** Excerpted passage **
▶

Assorted colors mean more nutrition
This is probably in Food Rules, a book I mentioned a couple days ago–it is hard to remember that many rules. But I happened to be aware of this long before I read that book.
Basically, the color of the food we eat determines the nutrients in the food. So, the greater variety of color in your diet, the greater variety of food, and thus, a more balanced diet with a variety of nutrients. Some people hate green vegetables. But they are important, so learn to like them.
Vegetables and fruits come in nine colors. Orange, yellow, red, purple, black, brown, white, green, and blue. For a list of what nutrients are found in what color of fruits or vegetables, go to http://www.deyale.com/index.php?option=com_content&view=article&id=22%3Ahow-many-colors-are-in-your-food&catid=1%3Ahealth-articles&Itemid=16
It is recommended that you eat at least one serving of each of these colors each day. That could be tough. Some of the foods simply aren’t in season all year round. But there are ways to modify your diet to include them.
For example, one year I planted purple carrots in my garden rather than orange ones. They tasted different, but they were SO yummy. Beans also come in purple. Potatoes can be white, yellow or even blue. When I haven’t included a red vegetable, I will cook with red onions. In fact, I usually do use red onions for that reason–more nutrients. Red cabbage versus green cabbage is another example. And what about the different colors of bell peppers? Is there a better orange vegetable than yams, which also come in a red color, called Garnet yams.
In addition to having different nutrients, the darker the color, the more nutrient dense a food. For example, iceberg lettuce has almost no nutritional value, except for fiber, which is also pretty low. It is mostly water. Romaine lettuce, however, is darker green and is loaded with Vitamin A. They are both lettuce, but each has a vastly different effect on the body.
When you plan your menus for the week, think about what they will look like. What will be most appetizing? Will chicken, potatoes and cauliflower look better? Or would you be better off substituting sweet potatoes and broccoli with a side salad? Which would appeal to the eye?
Have you noticed that some bold colored vegetables, like purple cabbage or red onions turn to a dull color if they are cooked too much? That is not only visually unappealing, it is a sign that many of the nutrients have been cooked out.
Finally, I have also saved the water remaining from steaming vegetables. I let it cool and put it on my plants. Some of the nutrients do get removed from boiling or steaming and they can be added to your plants. Just don’t use the cruciferous vegetables like cabbage or broccoli. Your plants will stink.
After you are done shopping in the produce section, your cart should be a gleaming basket of multi-colored jewels.
3,138 total views, 2 views today
Meet Kathryn Berg the Classical Homeopath at Lotus Homeopathy, Inc.
Some of you know me, others of you may have heard of me. And for most, you probably have no clue about me or my business. So I wanted to take a few minutes to introduce myself, my family, my business, why I am a homeopath and how I became a homeopath—not necessarily in that order.

◀

** Tasks and exercises **
• a. In the post on food colors, why does the writer pour cooled water from steamed vegetables on plants, and why should water from cabbage or broccoli be left out?
• b. According to the post on food colors, which kind of lettuce is loaded with Vitamin A?

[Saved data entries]
▶

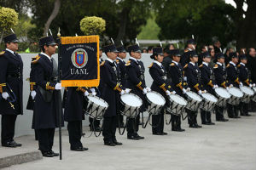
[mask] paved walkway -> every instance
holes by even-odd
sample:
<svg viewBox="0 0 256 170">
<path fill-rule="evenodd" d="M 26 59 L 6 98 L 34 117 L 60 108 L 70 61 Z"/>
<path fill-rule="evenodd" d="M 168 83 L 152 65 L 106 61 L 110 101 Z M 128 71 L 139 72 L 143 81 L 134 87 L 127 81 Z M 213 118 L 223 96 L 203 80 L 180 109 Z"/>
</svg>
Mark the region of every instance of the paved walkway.
<svg viewBox="0 0 256 170">
<path fill-rule="evenodd" d="M 201 121 L 199 120 L 199 122 Z M 215 126 L 203 126 L 201 129 L 189 128 L 187 120 L 183 122 L 184 133 L 171 131 L 166 127 L 166 136 L 154 136 L 151 128 L 141 129 L 144 140 L 128 140 L 126 135 L 118 135 L 122 146 L 105 146 L 102 137 L 83 138 L 88 151 L 69 150 L 67 133 L 63 133 L 63 160 L 58 157 L 15 165 L 4 169 L 17 170 L 254 170 L 256 169 L 256 114 Z M 54 150 L 58 150 L 56 133 Z M 16 139 L 22 148 L 0 147 L 0 156 L 38 148 L 33 136 Z"/>
</svg>

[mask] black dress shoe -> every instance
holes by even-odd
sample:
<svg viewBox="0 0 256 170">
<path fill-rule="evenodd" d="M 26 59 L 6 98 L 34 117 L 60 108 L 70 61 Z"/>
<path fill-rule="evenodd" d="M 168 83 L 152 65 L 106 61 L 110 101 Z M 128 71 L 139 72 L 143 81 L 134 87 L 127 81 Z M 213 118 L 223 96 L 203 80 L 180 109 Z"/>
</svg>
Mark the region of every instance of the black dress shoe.
<svg viewBox="0 0 256 170">
<path fill-rule="evenodd" d="M 108 146 L 115 146 L 115 144 L 112 141 L 104 142 L 104 144 Z"/>
<path fill-rule="evenodd" d="M 51 153 L 51 151 L 42 152 L 42 155 L 44 157 L 53 157 L 54 156 L 54 155 L 53 155 L 53 153 Z"/>
<path fill-rule="evenodd" d="M 53 150 L 50 150 L 49 152 L 52 153 L 54 156 L 60 156 L 60 154 L 54 152 Z"/>
<path fill-rule="evenodd" d="M 139 140 L 140 139 L 137 136 L 127 136 L 127 139 L 132 139 L 132 140 Z"/>
<path fill-rule="evenodd" d="M 73 151 L 85 151 L 88 150 L 88 148 L 84 148 L 83 146 L 80 146 L 79 148 L 72 148 L 70 150 Z"/>
<path fill-rule="evenodd" d="M 9 147 L 9 148 L 15 148 L 15 147 L 17 147 L 16 144 L 14 144 L 13 142 L 3 143 L 2 146 L 3 146 L 3 147 Z"/>
</svg>

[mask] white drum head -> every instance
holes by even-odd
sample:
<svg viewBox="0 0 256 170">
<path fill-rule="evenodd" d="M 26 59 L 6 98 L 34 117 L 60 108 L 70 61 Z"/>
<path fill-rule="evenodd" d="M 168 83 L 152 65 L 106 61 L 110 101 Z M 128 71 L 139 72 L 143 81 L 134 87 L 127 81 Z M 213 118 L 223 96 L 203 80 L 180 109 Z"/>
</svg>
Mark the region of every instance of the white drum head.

◀

** Answers below **
• a. Boiling or steaming removes some nutrients from vegetables, so the leftover water can pass those nutrients on to plants. Water from cruciferous vegetables like cabbage or broccoli should not be used because it will make the plants stink.

• b. Romaine lettuce.